» Problems to work on:
[1] In the Buddy Holly article, in what town was Norman Petty's recording studio located?
[2] Translate this sentence from the Buddy Holly article into Spanish: "He took piano lessons at age eleven; within a year he switched permanently to guitar."
[3] Extend the Buddy Holly article past its final sentence.

» Article:

87. Buddy Holly & The Crickets

Buddy Holly was a rock and roll singer/songwriter from Lubbock, Texas. He was from a large musical family, and performed in local talent contests with his older brothers at an early age. He took piano lessons at age eleven; within a year he switched permanently to guitar. Raised on country music, he started taking an interest in rhythm and blues music, listening to late night radio. He formed his own trio after high school, and fully transitioned to rock and roll after watching Elvis Presley perform in Lubbock. In 1956, a Nashville talent scout saw Holly perform, and signed him to a contract with Decca Records.

The Nashville recording sessions proved to be frustrating. Holly’s desire for a spare, rocking sound was in direct conflict with producer Owen Bradley’s popular “countrypolitan” arrangements. The trio returned home, and contacted Norman Petty, who owned a small recording studio in Clovis, New Mexico. These sessions were better, and a demo version of “That’ll Be The Day” was leaked to Brunswick Records, who released the song after disk jockeys began playing it. For the next twenty months, Buddy Holly and his band, The Crickets, achieved great popularity, with many hit songs and national television appearances. Sadly, Holly was killed in a small plane crash on February 2nd, 1959, a tragedy famously eulogized by songwriter Don McLean as “the day that music died”. Posthumously, he gained great critical acclaim for his work, and was a significant influence on The Beatles and other major artists of the 1960s. Holly is among the first class of inductees to the Rock and Roll Hall Of Fame in 1986.

» Data excerpts:
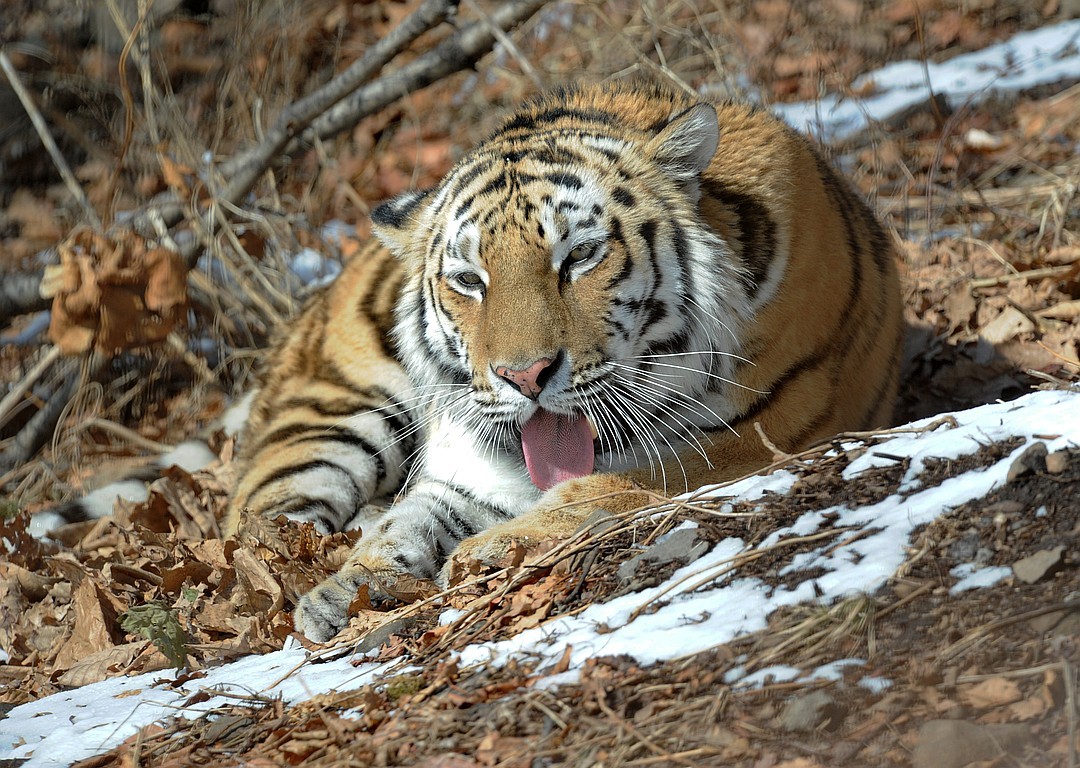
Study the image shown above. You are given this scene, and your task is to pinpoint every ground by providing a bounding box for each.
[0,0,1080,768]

* * *

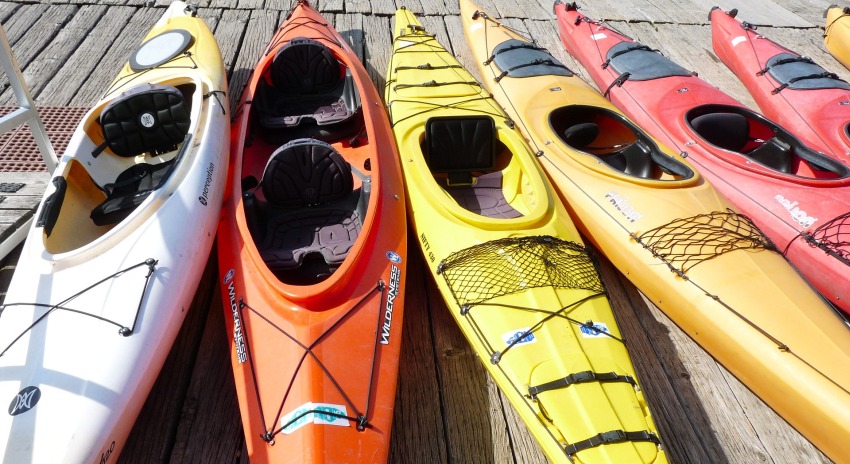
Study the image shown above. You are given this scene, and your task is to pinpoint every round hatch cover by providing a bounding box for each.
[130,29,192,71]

» Answers in order:
[1] Clovis, New Mexico.

[2] Tomó clases de piano a los once años; en menos de un año se pasó definitivamente a la guitarra.

[3]
Charles Hardin Holley, known as Buddy Holly (1936-1959), singer, songwriter, guitar, arranger

Notable Crickets:

Jerry Allison (b. 1939), drums
Joe B. Mauldin (1940-2015), stand-up bass

Brief, Chilling Description of “The Day The Music Died”

The Buddy Holly Story

By modern standards, Buddy Holly’s music is basic. However, he is considered a pioneer in overdubbing vocals (“Words Of Love”) and the use of different instruments (for instance, celeste and knee slapping on “Everyday”) in rock and roll. Most of the songs deal with that most important facet of life for young adults, the game of young love, its triumphs and tragedies.

I’ll never forget the rainy winter evening when I took my first love Andrea to see The Buddy Holly Story. We were staying at her family home in Mill Valley, and drove to Larkspur to see the show. One of the great and memorable movies of my life. Back in those days, the actors would learn how to sing and play to emulate their subjects. Gary Busey earned a well deserved Oscar for becoming Buddy Holly. A realistic and believable movie, the tragic ending is handled tastefully, but with great impact. Andrea and I silently drove back to her home.

Despite his youth, Buddy Holly was an important, seminal influence in rock and roll music. The universal nature of his songs is somewhat similar to Chuck Berry, though Holly’s songs are more intimate and personal. He possesses a characteristic sweet sound when singing love songs, and there’s a tangible country and western influence. He is also capable of talking tough; a key example is “Not Fade Away”. Another Chess Records artist, Bo Diddley, appears to be a primary influence on Holly’s sense of rhythm and timing.

Holly’s songs seem so natural and unforced. The voice and words glide over the music seamlessly. It’s hard to believe he was only twenty two when the music died.

Buddy Holly Song Notes:

1. Good recordings of most songs can be found on The Buddy Holly Collection.

2. “Dearest”
“Crying, Waiting, Hoping (Alt)” (acoustic version)
“Rock Around With Ollie Vee (Alt)”
“Learning The Game (Demo)”

can be found on Not Fade Away: The Complete Studio Recordings, which is a near complete catalog of Holly’s music.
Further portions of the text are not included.